Extract to read ▸
*** Begin section ***

Another is gratitude. I asked people on Twitter recently to tell me one good thing that happened to them during the day. After reading and responding to those comments all day, I got my first full night's sleep in months. I don't think that's an accident; letting all good stuff wash over you is really important.

Paying attention helps, too. Poetry has trained me how to notice. It's difficult to stay down when you take a walk and notice light filtering through leaves. Does it solve your problem? No. But it can lift you out of the basement of where you are. Maybe it gets you to the first floor so you can function.

CNN: Can you talk a bit about what you refer to as "beauty emergencies"?

Smith: These days we often wind up anxiously refreshing the news. Every new bit of negativity becomes like one of those dog shock collars. It's just so jarring. We're not getting: "Breaking News: Sun Filtering through Leaves in an Amazing Way on South Roosevelt Avenue."

We typically think of an emergency as a problem, but the word stems from "emergent," which just means "happening now." A beauty emergency is something wonderful that you have to look at right away because it's fleeting. If you wait five minutes, a pink sky's not going to be pink anymore. We need to train ourselves to think about emergency in a different way, and show up for the good stuff, too.

CNN: How do we get from surviving to thriving amid adversity?

Smith: My friend, the poet Dana Levin, said something recently about healing versus endurance. Healing is the ideal, right? We want to be better. But endurance suggests something different, which is not that we get over the thing. Instead, we learn how to carry it better. Realistic expectations are important. No daily practice is going to make everything OK. But it can make things a little better. And that might help you be more functional, or more yourself.

CNN: How does suffering connect us to one another?

Smith: The whole world is suffering through this pandemic right now. But it's also true that the whole world is working toward fixing a single problem. Now, all of our collective imagination, wisdom and innovation is being funneled toward solving this. I find this sense of unity really comforting. Consider what gains we will make on the empathy continuum because of this shared experience.

*** End section ***

Required work ▸
(a) In the interview, what does the word "emergent" mean?
(b) Copy the interview word for word from "We typically think" to "thriving amid adversity?".

Items from a data source:

*** Begin section ***

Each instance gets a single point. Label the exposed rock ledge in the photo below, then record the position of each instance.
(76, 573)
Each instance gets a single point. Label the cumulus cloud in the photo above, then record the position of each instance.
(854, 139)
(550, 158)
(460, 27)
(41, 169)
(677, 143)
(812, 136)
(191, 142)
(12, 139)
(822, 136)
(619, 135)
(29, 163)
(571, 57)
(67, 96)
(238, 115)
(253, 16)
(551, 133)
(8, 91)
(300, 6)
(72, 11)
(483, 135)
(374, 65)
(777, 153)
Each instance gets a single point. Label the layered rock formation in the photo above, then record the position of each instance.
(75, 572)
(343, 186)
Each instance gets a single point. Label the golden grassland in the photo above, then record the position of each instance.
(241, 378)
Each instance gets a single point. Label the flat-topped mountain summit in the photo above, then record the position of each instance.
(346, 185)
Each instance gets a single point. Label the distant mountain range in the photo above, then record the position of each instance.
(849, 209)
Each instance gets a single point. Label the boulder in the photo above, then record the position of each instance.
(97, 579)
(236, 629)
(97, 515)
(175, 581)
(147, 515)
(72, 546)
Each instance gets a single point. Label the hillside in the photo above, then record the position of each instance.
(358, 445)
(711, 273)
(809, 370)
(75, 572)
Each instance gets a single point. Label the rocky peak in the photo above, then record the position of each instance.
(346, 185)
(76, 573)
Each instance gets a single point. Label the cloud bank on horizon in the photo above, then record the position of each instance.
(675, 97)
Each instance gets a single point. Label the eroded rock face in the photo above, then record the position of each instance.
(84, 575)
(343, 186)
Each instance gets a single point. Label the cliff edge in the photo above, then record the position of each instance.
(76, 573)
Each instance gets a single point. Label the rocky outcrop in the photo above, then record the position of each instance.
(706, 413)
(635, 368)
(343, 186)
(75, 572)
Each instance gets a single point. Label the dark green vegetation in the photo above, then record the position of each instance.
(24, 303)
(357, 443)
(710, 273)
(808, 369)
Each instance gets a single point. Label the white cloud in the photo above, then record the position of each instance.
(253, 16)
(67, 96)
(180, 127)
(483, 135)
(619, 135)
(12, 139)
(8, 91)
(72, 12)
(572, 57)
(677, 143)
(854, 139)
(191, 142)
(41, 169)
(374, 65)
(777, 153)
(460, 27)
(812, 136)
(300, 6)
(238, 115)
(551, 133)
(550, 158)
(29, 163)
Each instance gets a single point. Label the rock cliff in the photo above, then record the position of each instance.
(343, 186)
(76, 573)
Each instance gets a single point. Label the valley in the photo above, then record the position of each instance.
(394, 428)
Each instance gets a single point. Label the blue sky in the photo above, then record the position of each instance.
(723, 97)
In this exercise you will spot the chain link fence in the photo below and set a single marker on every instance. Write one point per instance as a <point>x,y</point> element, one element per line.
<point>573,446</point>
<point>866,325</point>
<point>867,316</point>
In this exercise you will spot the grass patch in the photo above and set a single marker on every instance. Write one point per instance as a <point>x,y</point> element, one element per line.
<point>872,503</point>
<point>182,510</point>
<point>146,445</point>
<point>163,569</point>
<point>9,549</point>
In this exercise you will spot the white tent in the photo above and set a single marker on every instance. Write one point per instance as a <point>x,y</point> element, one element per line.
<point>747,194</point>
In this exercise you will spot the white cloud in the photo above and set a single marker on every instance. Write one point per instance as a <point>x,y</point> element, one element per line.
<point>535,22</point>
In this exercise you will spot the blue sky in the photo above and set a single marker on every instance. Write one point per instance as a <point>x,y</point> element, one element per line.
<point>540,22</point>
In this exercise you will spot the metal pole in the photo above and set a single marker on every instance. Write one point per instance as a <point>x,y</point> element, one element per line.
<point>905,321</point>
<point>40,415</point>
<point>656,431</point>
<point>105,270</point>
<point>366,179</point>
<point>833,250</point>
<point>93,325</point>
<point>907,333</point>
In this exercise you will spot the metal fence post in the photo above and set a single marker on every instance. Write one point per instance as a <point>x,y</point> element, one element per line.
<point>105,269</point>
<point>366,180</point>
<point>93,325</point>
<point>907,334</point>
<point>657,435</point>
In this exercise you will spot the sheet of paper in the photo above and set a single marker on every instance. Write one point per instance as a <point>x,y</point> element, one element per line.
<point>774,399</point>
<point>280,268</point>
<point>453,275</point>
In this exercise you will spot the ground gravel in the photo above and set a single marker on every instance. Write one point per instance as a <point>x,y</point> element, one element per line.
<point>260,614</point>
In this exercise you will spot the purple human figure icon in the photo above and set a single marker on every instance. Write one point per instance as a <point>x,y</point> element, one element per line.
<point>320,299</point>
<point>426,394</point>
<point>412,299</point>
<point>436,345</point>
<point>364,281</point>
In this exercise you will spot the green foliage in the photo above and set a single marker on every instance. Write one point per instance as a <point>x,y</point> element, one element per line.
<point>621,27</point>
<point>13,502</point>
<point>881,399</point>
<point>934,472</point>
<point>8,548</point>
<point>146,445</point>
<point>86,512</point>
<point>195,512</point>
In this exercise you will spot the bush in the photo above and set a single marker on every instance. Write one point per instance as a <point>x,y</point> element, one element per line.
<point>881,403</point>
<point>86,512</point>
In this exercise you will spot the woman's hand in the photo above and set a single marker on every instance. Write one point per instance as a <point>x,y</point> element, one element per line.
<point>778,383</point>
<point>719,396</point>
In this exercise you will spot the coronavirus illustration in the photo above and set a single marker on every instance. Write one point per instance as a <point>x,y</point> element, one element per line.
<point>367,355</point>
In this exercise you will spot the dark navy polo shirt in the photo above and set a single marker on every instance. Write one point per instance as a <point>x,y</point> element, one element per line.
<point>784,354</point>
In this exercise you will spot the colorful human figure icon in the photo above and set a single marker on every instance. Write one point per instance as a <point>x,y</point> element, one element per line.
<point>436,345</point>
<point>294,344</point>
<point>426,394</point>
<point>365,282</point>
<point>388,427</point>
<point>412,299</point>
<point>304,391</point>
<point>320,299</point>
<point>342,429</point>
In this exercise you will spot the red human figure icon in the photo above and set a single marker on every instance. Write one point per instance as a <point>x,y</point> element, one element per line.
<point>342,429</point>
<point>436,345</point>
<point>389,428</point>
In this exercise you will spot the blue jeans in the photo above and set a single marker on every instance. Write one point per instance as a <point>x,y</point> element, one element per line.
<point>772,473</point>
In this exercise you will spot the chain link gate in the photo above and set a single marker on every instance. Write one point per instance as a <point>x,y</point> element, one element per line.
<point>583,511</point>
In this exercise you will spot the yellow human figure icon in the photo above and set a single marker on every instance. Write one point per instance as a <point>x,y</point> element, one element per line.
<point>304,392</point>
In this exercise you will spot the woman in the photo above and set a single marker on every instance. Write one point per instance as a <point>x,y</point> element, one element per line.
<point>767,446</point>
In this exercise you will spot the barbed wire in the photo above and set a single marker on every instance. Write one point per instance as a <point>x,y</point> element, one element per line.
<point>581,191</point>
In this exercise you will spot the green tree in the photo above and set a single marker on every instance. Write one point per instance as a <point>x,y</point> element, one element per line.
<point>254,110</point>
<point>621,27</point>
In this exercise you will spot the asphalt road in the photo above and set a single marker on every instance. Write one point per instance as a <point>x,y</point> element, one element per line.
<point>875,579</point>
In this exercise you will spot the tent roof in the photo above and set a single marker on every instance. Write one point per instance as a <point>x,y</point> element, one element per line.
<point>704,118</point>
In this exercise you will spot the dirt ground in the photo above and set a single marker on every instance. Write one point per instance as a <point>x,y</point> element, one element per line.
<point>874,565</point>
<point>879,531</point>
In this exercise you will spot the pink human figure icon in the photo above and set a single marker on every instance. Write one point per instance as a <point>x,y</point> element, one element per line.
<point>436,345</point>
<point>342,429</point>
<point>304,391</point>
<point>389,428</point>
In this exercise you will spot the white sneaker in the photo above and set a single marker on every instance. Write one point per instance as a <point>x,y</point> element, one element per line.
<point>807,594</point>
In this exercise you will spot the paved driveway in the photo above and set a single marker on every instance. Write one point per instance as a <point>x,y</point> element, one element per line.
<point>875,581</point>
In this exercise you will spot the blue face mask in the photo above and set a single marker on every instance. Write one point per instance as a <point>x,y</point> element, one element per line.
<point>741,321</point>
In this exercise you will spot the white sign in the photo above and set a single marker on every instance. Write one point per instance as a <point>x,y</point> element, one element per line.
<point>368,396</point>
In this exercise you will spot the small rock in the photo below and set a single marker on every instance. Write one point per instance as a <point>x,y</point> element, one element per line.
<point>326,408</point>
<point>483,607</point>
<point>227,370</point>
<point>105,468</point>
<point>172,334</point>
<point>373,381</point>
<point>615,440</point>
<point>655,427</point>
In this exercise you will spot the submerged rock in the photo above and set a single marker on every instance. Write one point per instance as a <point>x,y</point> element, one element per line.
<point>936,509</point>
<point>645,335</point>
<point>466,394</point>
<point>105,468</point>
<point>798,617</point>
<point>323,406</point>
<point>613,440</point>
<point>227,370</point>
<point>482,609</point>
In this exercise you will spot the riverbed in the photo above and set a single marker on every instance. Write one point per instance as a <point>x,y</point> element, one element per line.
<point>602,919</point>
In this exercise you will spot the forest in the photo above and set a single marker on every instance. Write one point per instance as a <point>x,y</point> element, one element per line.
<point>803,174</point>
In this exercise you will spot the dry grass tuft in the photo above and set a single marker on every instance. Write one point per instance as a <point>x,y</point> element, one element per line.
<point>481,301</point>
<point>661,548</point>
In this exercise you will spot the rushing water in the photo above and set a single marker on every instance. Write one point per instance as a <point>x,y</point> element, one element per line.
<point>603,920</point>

*** End section ***

Expected results ▸
(a) It means "happening now."

(b)
We typically think of an emergency as a problem, but the word stems from "emergent," which just means "happening now." A beauty emergency is something wonderful that you have to look at right away because it's fleeting. If you wait five minutes, a pink sky's not going to be pink anymore. We need to train ourselves to think about emergency in a different way, and show up for the good stuff, too.

CNN: How do we get from surviving to thriving amid adversity?